L-Glycine (or simply Glycine) is a non-essential amino acid that can be produced from other chemicals, including the amino acids, Serine and Threonine. However, if already deficient in Serine levels, a non-essential amino acid itself, an increase in high-protein foods such as fish, eggs and legumes may be the best option to take. Structurally, glycine is the simplest type of amino acid as its side group contains only a single hydrogen atom, giving it the ability to fit in both hydrophilic and hydrophobic environments and having a very high solubility in water (between a fourth and third of glucose’s water solubility under room temperature).
Collagen is a protein that is a critical structural component of the skin, muscle and bone of animals (including humans) and is more than one-third glycine in its composition. It is suggested that at least 10 grams of collagen synthesis is needed on a daily basis and as glycine is collagen’s central component, the expected daily synthesis of 3 grams of glycine from one’s own body doesn’t seem to be enough. Therefore, it is reasonable to suggest substituting “semi-essential” for “non-essential” when labelling glycine.

## Exercise
Write the next part of the glycine passage, picking up after its final sentence. The entries that come next are unrelated to the glycine passage.

## Dataset extract
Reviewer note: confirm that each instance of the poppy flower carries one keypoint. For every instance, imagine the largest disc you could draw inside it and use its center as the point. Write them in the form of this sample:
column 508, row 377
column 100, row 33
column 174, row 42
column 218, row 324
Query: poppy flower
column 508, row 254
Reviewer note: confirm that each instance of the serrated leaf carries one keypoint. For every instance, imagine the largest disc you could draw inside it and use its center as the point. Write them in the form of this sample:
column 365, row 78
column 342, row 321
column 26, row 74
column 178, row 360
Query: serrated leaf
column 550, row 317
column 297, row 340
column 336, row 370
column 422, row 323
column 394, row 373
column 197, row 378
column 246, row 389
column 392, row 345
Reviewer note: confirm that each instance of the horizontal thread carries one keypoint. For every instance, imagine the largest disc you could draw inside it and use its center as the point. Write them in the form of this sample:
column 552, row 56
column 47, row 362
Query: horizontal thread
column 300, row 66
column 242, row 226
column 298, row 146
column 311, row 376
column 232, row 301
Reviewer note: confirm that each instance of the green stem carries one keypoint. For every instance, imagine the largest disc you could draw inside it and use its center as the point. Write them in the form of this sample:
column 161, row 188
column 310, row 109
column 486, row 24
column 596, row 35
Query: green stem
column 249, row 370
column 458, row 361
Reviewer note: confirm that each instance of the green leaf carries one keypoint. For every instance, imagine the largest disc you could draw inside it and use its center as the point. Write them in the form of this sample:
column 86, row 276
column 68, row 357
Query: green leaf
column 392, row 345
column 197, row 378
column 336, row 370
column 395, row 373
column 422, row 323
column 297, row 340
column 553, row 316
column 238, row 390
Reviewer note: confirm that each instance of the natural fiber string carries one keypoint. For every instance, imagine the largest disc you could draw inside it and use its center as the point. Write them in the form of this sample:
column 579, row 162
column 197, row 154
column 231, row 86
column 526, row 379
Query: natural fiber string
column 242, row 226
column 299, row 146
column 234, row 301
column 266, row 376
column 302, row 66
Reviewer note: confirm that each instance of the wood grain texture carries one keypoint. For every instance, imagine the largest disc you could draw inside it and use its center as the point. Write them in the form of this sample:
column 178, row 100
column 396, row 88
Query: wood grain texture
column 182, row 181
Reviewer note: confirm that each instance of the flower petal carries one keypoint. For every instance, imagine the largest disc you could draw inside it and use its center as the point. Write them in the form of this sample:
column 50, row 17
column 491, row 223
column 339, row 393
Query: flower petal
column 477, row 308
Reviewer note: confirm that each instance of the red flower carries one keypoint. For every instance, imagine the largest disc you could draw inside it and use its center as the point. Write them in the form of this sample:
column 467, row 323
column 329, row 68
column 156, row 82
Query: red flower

## Solved problem
Glycine was one of the first amino acids to be isolated from Gelatin in the early 19th century and is well-known for its sweet taste, which explains its modern use as a sweetener or taste enhancer. In fact, its discovery in 1820 was by Henri Braconnot, a French chemist and pharmacist. The product, glycine, was the result of Henri’s boiling of a gelatinous object with sulfuric acid.